Study text START

Imposing FAI

All the posts on FAI the­ory as of late have given me cause to think. There’s some­thing in the con­ver­sa­tions about it that has always bugged me, but it is some­thing that I haven’t found the words for be­fore now.

It is some­thing like this:

Say that you man­age to con­struct an al­gorithm for FAI...

Say that you can show that it isn’t go­ing to be a dan­ger­ous mis­take...

And say you do all of this, and pop­u­larize it, be­fore AGI is cre­ated (or at least, be­fore an AGI goes *FOOM*)...

...

How in the name of Sa­gan are you ac­tu­ally go­ing to ENFORCE the idea that all AGIs are FAIs?

I mean, if it re­quired some rare ma­te­rial (like nu­clear weapons) or large lab­o­ra­to­ries (like biolog­i­cal wmds) or some other re­source that you could at least make ar­tifi­cially scarce, you could set up a body that en­sures that any AGI cre­ated is an FAI.

But if all it is, is the right al­gorithms, the right code, and enough com­put­ing power… even if you de­sign a the­ory for FAI, how would you keep some­one from mak­ing UFAI any­way? Between peo­ple ex­per­i­ment­ing with the prin­ci­ples (once known), mak­ing mis­takes, and the prospect of ac­tively mal­i­cious *hu­mans*… it just seems like un­less you some­how come up with an in­ter­nal mechanism that makes FAI bet­ter and stronger than any UFAI could be, and the solu­tion turns out to be such that any idiot could see that it was a bet­ter solu­tion… that UFAI is go­ing to ex­ist at some point no mat­ter what.

Study text END

## Tasks to complete
1 - Quote the stretch of the FAI post from "It is some­thing like" through "cre­ated is an FAI.".
2 - List the things the FAI post names as ways UFAI could still come about even after a theory for FAI exists.
3 - In the FAI post, what does the writer say could be set up if building AGI needed a resource that could be made artificially scarce?

Data to examine START

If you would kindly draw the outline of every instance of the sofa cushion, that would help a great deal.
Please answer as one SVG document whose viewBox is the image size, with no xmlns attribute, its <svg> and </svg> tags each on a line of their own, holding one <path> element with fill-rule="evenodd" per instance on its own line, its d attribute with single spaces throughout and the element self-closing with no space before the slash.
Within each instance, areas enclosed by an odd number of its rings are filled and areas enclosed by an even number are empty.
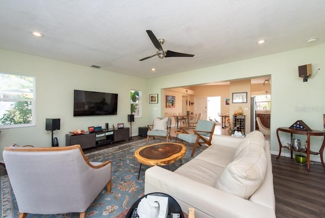
<svg viewBox="0 0 325 218">
<path fill-rule="evenodd" d="M 259 145 L 262 148 L 265 148 L 265 138 L 263 134 L 259 131 L 253 131 L 247 134 L 244 140 L 241 142 L 237 148 L 234 159 L 236 159 L 238 153 L 246 146 L 250 144 Z"/>
<path fill-rule="evenodd" d="M 166 130 L 167 127 L 167 121 L 168 118 L 161 119 L 155 118 L 153 120 L 153 130 Z"/>
<path fill-rule="evenodd" d="M 219 145 L 211 145 L 195 157 L 224 168 L 233 161 L 236 149 Z"/>
<path fill-rule="evenodd" d="M 193 158 L 174 172 L 200 183 L 213 187 L 216 178 L 223 169 L 204 160 Z"/>
<path fill-rule="evenodd" d="M 264 149 L 260 145 L 248 144 L 220 173 L 215 187 L 247 199 L 263 182 L 267 170 Z"/>
</svg>

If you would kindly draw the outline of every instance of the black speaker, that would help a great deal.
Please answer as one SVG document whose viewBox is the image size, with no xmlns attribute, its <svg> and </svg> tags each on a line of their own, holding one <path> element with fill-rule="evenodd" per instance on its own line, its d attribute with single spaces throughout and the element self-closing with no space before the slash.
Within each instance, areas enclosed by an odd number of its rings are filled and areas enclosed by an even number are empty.
<svg viewBox="0 0 325 218">
<path fill-rule="evenodd" d="M 134 114 L 127 115 L 127 122 L 134 122 Z"/>
<path fill-rule="evenodd" d="M 311 64 L 306 65 L 299 66 L 298 67 L 299 77 L 305 77 L 311 75 Z"/>
<path fill-rule="evenodd" d="M 60 129 L 60 119 L 49 119 L 45 120 L 45 130 L 58 130 Z"/>
<path fill-rule="evenodd" d="M 55 137 L 53 139 L 53 145 L 52 147 L 57 147 L 59 146 L 59 142 L 57 141 L 57 138 Z"/>
</svg>

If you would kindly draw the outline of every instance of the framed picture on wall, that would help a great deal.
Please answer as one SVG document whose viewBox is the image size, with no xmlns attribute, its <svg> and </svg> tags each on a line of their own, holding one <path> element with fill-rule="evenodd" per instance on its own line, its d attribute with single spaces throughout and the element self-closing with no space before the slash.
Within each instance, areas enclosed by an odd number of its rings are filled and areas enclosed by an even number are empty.
<svg viewBox="0 0 325 218">
<path fill-rule="evenodd" d="M 158 103 L 158 94 L 151 94 L 149 95 L 149 103 Z"/>
<path fill-rule="evenodd" d="M 224 99 L 224 105 L 230 105 L 230 98 L 225 98 Z"/>
<path fill-rule="evenodd" d="M 166 95 L 166 107 L 174 108 L 175 105 L 176 97 L 172 95 Z"/>
<path fill-rule="evenodd" d="M 247 92 L 233 93 L 233 103 L 247 103 Z"/>
</svg>

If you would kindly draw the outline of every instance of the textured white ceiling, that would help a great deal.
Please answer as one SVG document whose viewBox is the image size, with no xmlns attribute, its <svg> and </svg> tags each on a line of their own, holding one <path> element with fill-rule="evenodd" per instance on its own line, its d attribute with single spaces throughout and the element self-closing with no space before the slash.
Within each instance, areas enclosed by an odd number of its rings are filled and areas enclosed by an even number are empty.
<svg viewBox="0 0 325 218">
<path fill-rule="evenodd" d="M 0 48 L 151 78 L 325 43 L 324 9 L 324 0 L 2 1 Z M 195 56 L 139 61 L 156 51 L 146 30 L 164 50 Z"/>
</svg>

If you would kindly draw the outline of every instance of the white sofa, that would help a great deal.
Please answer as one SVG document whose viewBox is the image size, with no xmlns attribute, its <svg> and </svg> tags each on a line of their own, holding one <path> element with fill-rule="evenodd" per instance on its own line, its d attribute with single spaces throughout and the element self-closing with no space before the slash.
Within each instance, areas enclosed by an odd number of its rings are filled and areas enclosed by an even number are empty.
<svg viewBox="0 0 325 218">
<path fill-rule="evenodd" d="M 214 135 L 212 145 L 175 172 L 146 171 L 145 194 L 171 195 L 196 218 L 275 217 L 270 147 L 258 131 L 244 138 Z"/>
</svg>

Data to examine END

## Responses to the tasks
1 -
It is some­thing like this:

Say that you man­age to con­struct an al­gorithm for FAI...

Say that you can show that it isn’t go­ing to be a dan­ger­ous mis­take...

And say you do all of this, and pop­u­larize it, be­fore AGI is cre­ated (or at least, be­fore an AGI goes *FOOM*)...

...

How in the name of Sa­gan are you ac­tu­ally go­ing to ENFORCE the idea that all AGIs are FAIs?

I mean, if it re­quired some rare ma­te­rial (like nu­clear weapons) or large lab­o­ra­to­ries (like biolog­i­cal wmds) or some other re­source that you could at least make ar­tifi­cially scarce, you could set up a body that en­sures that any AGI cre­ated is an FAI.

2 -
People experimenting with the principles (once known)
People making mistakes
Actively malicious humans

3 - A body that ensures any AGI created is an FAI.